Directive 1 — Copy out the rows below from the line containing "Each instance receives a single keypoint. Tag the lavender field" through the end of the rows, requests included. Rescale every point coordinate in the answers by multiplying it by 1.4 and rounding to a whole number with halves rounded up, and omit the pictures.

Passage shown —
I used not to care about parallelizing small programs because I thought parallelizing them would cost me more time than writing the programs themselves, and also because there are only four cores on my laptop. Unless the task were IO intensive, I would leave it running with a single thread. Everything has changed since I have access to a machine with 32 cores and 128GB memory. Looking at all those idle cores from htop, I felt the urge to utilize them. And I found it’s super easy to parallel a Python program.

htop 32cores 128GB RAM

multiprocessing vs threading

The Python standard library covers large parts of daily needs and is very handy, which is one of the reasons why I love Python so much. There are two built-in libraries for parallelism, multiprocessing and threading. It’s a natural thought to use threads, especially if you have experiences with parallelism in other languages before. Threads are awesome. The cost of multithreading is relatively low, and threads share memories by default. However, I have to tell you the bad news: if you are using CPython implementation, using threading library for computation intensive tasks equals to saying goodbye to parallelism. In fact, it will run even slower than a single thread.

Global Interpreter Lock

The CPython I mentioned just now is an implementation of Python language by python.org. Yes, Python is a language, and there are lots of different implementations, such as PyPy, Jython, IronPython, and so on. CPython is the most widely used one. When people are talking about Python, they are talking about CPython for almost every time.

CPython uses Global Interpreter Lock (GIL) to simplify the implementation of the interpreter. GIL makes the interpreter only execute bytecodes from a single thread at the same time. Unless waiting for IO operations, the multithreading of CPython is entirely a lie! Of course, if you don’t use CPython and don’t have this GIL issue, you might consider threading again.

To know more about the GIL, you might be interested in the following materials:

multiprocessing.Pool

So, ruling out threading, let’s take a look at multiprocessing.

multiprocessing.Pool is a handy tool. If you can solve a task by ys = map(f, xs) which as we all know is a perfect form of parallelism, it’s super easy to make it parallel in Python. For example, square each element of a list:

import multiprocessing

def f(x):
    return x * x

cores = multiprocessing.cpu_count()
pool = multiprocessing.Pool(processes=cores)
xs = range(5)

Excerpted records —
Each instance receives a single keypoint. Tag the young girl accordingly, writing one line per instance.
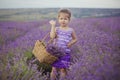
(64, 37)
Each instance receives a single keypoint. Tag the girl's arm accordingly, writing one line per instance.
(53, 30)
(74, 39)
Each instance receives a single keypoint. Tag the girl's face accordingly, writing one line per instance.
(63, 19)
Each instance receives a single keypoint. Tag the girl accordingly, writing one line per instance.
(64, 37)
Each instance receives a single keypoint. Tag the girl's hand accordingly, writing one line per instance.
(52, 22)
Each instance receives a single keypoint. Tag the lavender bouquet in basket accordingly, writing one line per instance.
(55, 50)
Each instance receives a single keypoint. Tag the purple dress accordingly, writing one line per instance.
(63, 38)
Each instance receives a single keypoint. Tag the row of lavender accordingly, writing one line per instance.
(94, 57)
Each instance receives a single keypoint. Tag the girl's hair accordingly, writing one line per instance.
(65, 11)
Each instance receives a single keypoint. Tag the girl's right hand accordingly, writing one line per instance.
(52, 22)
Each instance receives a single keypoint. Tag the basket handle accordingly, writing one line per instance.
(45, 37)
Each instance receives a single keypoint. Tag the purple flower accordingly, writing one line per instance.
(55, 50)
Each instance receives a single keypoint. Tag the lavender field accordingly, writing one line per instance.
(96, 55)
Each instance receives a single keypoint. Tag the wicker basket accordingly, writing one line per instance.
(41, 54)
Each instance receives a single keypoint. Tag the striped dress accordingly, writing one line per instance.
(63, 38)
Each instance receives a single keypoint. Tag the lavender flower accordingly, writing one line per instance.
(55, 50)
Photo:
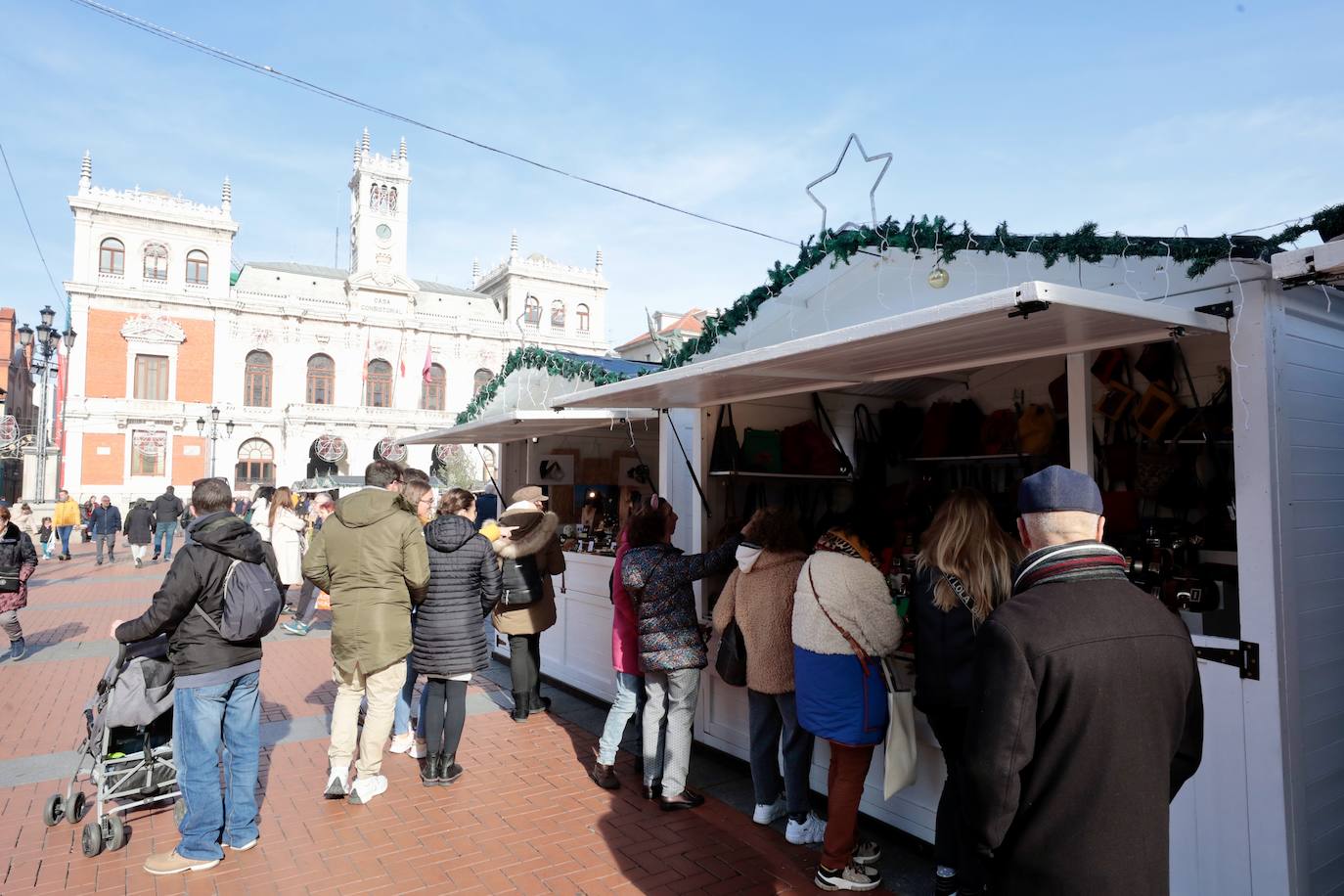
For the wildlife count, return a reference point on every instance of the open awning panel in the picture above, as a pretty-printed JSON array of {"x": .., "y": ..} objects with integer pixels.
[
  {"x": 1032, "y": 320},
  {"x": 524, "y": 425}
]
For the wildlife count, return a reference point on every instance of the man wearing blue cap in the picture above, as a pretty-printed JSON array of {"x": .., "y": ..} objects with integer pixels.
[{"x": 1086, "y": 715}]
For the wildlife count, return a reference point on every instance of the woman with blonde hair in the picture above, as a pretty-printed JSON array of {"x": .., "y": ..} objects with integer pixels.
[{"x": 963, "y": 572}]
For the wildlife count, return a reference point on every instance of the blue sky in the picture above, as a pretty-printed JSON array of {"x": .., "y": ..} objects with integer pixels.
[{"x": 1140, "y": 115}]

Directive 2 — Give the stretch of the Python parallelism text above from "The Python standard" through "than a single thread." again, updated so that "awesome" is replaced with "great".

Task result 1 —
Each instance receives a single keypoint. Tag the lavender field accordingly, writing one line per instance.
(134, 77)
Each instance receives a single keypoint. Tag the wicker basket accordingly, writing one line per instance.
(57, 76)
Each instance receives a single keypoint. Tag the striped dress accordingly, writing one line per instance.
(88, 53)
Each instance receives a single keypoint. Tag the lavender flower accordingly, writing one line per instance.
(77, 70)
Photo:
For the wildlife count, return a reference point on every instance of the open awning panel in the picture above, as a pretty-printed JSON array of {"x": .., "y": ..} objects with integer pixels.
[
  {"x": 1445, "y": 448},
  {"x": 734, "y": 595}
]
For the wildlife count, return a reference point on every instance of the man wearing blue cap in the picture above, as a pretty-printed JSON array of {"x": .., "y": ..} objects with integer pixels.
[{"x": 1520, "y": 1001}]
For the wildlife count, return a reference point on every instance of the woman with blonde hair in the picture above, as a pretty-printed JSON array of {"x": .., "y": ..} objects with integer pixels.
[{"x": 1348, "y": 801}]
For the wildlife count, return a reference point on every instance of the blue sky in the picture above, as a pretty-printed JSON array of {"x": .., "y": ..} objects with integer pixels.
[{"x": 1596, "y": 161}]

Task result 2 —
The Python standard library covers large parts of daily needs and is very handy, which is one of the reasons why I love Python so much. There are two built-in libraries for parallelism, multiprocessing and threading. It’s a natural thought to use threads, especially if you have experiences with parallelism in other languages before. Threads are great. The cost of multithreading is relatively low, and threads share memories by default. However, I have to tell you the bad news: if you are using CPython implementation, using threading library for computation intensive tasks equals to saying goodbye to parallelism. In fact, it will run even slower than a single thread.